→ Natural language region descriptions:

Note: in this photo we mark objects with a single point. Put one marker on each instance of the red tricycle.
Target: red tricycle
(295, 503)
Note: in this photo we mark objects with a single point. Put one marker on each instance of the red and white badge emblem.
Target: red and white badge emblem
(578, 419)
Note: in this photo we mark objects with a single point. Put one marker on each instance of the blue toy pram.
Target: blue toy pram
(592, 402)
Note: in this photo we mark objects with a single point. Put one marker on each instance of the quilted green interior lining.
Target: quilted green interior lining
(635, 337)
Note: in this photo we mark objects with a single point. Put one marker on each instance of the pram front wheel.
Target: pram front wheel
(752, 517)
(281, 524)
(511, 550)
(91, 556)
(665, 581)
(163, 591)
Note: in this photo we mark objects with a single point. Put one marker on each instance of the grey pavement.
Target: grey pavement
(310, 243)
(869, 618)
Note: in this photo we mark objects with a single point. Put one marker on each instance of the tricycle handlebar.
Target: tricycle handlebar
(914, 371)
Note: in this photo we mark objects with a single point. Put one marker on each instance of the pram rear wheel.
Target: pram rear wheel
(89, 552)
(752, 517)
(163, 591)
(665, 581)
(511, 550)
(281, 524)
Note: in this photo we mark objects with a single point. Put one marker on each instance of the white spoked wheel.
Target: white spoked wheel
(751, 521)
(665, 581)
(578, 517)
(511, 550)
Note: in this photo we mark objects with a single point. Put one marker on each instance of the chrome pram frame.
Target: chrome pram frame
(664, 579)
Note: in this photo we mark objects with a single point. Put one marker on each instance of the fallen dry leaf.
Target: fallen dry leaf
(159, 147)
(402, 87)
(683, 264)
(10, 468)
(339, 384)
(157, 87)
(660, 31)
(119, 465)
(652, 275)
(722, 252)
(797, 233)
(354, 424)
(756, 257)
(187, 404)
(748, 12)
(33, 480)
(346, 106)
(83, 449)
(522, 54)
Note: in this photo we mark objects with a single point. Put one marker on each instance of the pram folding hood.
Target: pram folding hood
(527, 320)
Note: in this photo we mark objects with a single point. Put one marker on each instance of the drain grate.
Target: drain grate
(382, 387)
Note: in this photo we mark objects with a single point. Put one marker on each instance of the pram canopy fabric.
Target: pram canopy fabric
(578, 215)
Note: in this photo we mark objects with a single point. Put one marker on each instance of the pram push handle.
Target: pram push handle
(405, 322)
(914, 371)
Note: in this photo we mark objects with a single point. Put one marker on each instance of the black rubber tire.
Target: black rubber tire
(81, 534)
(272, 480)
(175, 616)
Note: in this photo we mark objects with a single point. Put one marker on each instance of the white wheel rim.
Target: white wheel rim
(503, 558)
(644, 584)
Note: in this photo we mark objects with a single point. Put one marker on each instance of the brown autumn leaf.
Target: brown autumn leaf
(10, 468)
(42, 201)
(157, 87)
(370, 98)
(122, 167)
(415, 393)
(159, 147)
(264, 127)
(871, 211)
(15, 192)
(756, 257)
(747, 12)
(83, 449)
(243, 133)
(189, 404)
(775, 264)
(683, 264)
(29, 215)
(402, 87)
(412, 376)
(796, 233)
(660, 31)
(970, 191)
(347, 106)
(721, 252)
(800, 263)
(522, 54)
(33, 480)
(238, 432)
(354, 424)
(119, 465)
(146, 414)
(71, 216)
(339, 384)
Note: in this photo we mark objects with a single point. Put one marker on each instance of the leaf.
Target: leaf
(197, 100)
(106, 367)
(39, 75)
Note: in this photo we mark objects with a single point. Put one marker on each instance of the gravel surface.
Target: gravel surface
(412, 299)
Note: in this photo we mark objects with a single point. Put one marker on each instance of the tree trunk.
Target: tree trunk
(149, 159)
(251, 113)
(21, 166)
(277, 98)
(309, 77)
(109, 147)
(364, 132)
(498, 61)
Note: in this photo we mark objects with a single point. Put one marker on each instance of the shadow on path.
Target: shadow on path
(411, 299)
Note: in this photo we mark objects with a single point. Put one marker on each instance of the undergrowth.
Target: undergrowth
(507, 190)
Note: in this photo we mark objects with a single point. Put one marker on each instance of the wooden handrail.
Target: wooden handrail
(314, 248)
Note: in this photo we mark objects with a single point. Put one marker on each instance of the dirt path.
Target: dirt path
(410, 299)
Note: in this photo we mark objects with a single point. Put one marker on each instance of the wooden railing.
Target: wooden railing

→ REQUIRED ACTION: After reading the entries above, report the number of lines that include the string "railing". Give no other text.

→ RESULT BELOW: 2